Entrées:
____________________

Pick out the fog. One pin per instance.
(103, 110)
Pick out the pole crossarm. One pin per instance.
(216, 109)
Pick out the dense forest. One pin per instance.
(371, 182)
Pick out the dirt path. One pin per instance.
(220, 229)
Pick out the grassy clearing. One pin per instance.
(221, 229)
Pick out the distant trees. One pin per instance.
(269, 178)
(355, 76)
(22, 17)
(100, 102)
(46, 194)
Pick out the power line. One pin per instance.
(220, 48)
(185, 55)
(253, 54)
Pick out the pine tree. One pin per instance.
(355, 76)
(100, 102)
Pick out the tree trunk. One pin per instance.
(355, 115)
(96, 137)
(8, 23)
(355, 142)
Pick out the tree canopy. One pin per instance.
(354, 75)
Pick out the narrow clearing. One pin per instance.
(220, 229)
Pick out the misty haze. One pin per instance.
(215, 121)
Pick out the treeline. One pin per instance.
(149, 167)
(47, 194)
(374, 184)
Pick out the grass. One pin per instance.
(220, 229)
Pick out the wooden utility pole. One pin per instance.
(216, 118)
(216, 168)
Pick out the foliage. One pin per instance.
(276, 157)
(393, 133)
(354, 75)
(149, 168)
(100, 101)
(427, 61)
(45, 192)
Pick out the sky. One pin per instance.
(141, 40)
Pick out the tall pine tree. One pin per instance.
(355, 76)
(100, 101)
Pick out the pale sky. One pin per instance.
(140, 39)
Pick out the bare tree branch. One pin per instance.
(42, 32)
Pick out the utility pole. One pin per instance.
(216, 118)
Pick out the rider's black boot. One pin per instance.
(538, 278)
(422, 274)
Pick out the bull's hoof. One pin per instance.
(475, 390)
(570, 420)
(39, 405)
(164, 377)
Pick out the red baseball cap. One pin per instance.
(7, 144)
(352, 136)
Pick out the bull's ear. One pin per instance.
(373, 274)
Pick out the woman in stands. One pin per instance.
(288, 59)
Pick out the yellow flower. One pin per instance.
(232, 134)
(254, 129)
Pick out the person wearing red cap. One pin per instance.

____________________

Énoncé: Reproduisez mot pour mot l'ensemble des entrées ci-dessus, sans en omettre aucune.

Corrigé:
Pick out the fog. One pin per instance.
(103, 110)
Pick out the pole crossarm. One pin per instance.
(216, 109)
Pick out the dense forest. One pin per instance.
(371, 182)
Pick out the dirt path. One pin per instance.
(220, 229)
Pick out the grassy clearing. One pin per instance.
(221, 229)
Pick out the distant trees. One pin per instance.
(269, 178)
(355, 76)
(22, 17)
(100, 102)
(46, 194)
Pick out the power line. One pin per instance.
(220, 48)
(185, 55)
(253, 54)
Pick out the pine tree. One pin per instance.
(355, 76)
(100, 102)
Pick out the tree trunk. One pin per instance.
(355, 115)
(96, 137)
(8, 23)
(355, 142)
Pick out the tree canopy. One pin per instance.
(354, 75)
Pick out the narrow clearing. One pin per instance.
(220, 229)
Pick out the misty haze. One pin per instance.
(215, 121)
Pick out the treeline. One pin per instance.
(149, 167)
(47, 194)
(374, 184)
Pick out the grass. One pin per instance.
(220, 229)
Pick out the wooden utility pole. One pin per instance.
(216, 118)
(216, 168)
Pick out the foliage. One pin per instance.
(276, 157)
(393, 133)
(354, 75)
(149, 168)
(100, 101)
(427, 61)
(45, 192)
Pick out the sky. One pin per instance.
(141, 40)
Pick out the tall pine tree. One pin per instance.
(355, 76)
(100, 101)
Pick out the pale sky. One pin per instance.
(140, 39)
Pick out the bare tree branch. One pin per instance.
(42, 32)
Pick out the utility pole. One pin per instance.
(216, 118)
Pick out the rider's black boot. One pin per instance.
(538, 278)
(422, 274)
Pick out the bull's hoof. One pin per instance.
(475, 390)
(570, 420)
(39, 405)
(164, 377)
Pick out the red baseball cap. One pin per instance.
(7, 144)
(352, 136)
Pick out the bull's ear. One pin per instance.
(373, 274)
Pick out the woman in stands. One pin per instance.
(288, 59)
Pick out the yellow flower. One pin per instance.
(232, 134)
(254, 129)
Pick out the person wearing red cap. One pin per instance.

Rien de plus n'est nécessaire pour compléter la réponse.